### INSTRUCCIÓN DADA
Reescribe como una lista breve el párrafo del fragmento sobre el dolor y la muerte que comienza con «El dolor, aunque no nos guste». Conserva sus ideas principales.

Siempre hemos sabido que el misterio del Verbo Encarnado era la clave para dar respuesta a las grandes incógnitas del hombre, sobre todo por lo que se refiere al dolor y la muerte que tanto escandalizan y desconciertan al hombre de hoy, tan hedonista. La encíclica Lumen Fidei del Papa Francisco recientemente aparecida, pone de relieve esta dimensión de la fe, sobre la que siempre es oportuno reflexionar, mucho más en este año a ella dedicado.
El dolor, aunque no nos guste es compañero inseparable de la condición humana, una realidad en nuestras vidas con la que hay que contar y contra la que nos revelamos. No aceptamos el dolor -¿por qué hemos de sufrir? ¿por qué?-. Los sabios de este mundo, por más que se hayan esforzado, no han podido encontrar respuesta adecuada a esta pregunta. La sabiduría humana nos deja profundamente insatisfechos a la hora de encontrarle algún sentido, ha tenido que venir la fe en nuestra ayuda, para decirnos que es la cruz la que nos une a Cristo. Todos los que hemos aprendido a rezar a los pies del Crucificado, lo sabemos muy bien. Habría que decir con Unamuno «De ti aprendimos, Divino Maestro de Dolor, dolores que surten esperanza»
La «teología crucis» siempre ha sabido encontrar al otro lado del dolor, su carácter salvífico. El sufrimiento de los inocentes humanamente absurdo, humanamente injusto hay que verle como prolongación de aquel primer Viernes Santo. La imagen doliente del niño abandonado, del anciano olvidado, de la mujer maltratada de todos los que sufren sin culpa nos llevan a recordar el rostro dolorido de Cristo que salva al mudo. La celebre frase de Sartre: «Sufro, luego Dios no existe» habría que cambiarla por esta otra del creyente: «tener vocación de cristiano es tener vocación de crucificado». Naturalmente no estoy hablando de un dolorismo morboso, de un sufrimiento cualquiera, sino de un sufrimiento divinizado. No de la complacencia del dolor por el dolor ya que esto no sería cristiano, sino del sufrimiento fecundado por la fe y el amor.
Cuando reparamos en la muerte nos sucede algo parecido. Nadie quiere hablar de ella ni del misterio que la envuelve. Dios mío, ¿porqué he de morir? Seguramente la muerte no es como decía Heidegger la que da el sentido a la vida, pero tampoco es ella quien se lo quita. La imagen platónica de la vida como un aprendizaje para la muerte, nos situa dentro del vértigo de un viaje en el que sin remedio todo va quedando atrás, una partida con despedidas dolorosas y desprendimientos desgarradores, hasta que por fin nos quedamos solos, porque la muerte es eso, un dramático momento de soledad en el que nadie puede acompañarnos. De ahí que la muerte haya sido el gran tema ontológico de la filosofía existencial. Encontrar un significado a la muerte es imposible para quien se coloca fuera de la perspectiva de la fe, sólo a través de ella se nos hace misteriosamente presente una nueva existencia que el cristiano celebra como el « Dies natalis»

### MATERIAL PROPORCIONADO
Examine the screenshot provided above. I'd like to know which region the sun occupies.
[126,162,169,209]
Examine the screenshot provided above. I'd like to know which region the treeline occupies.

### RESPUESTA COMPLETA
- El dolor es compañero inseparable de la condición humana, pero no lo aceptamos y nos preguntamos por qué hemos de sufrir.
- Los sabios de este mundo no han encontrado una respuesta adecuada, y la sabiduría humana nos deja profundamente insatisfechos.
- La fe viene en nuestra ayuda y nos dice que la cruz nos une a Cristo, algo que bien saben quienes han aprendido a rezar a los pies del Crucificado.
- Se cita a Unamuno: «De ti aprendimos, Divino Maestro de Dolor, dolores que surten esperanza».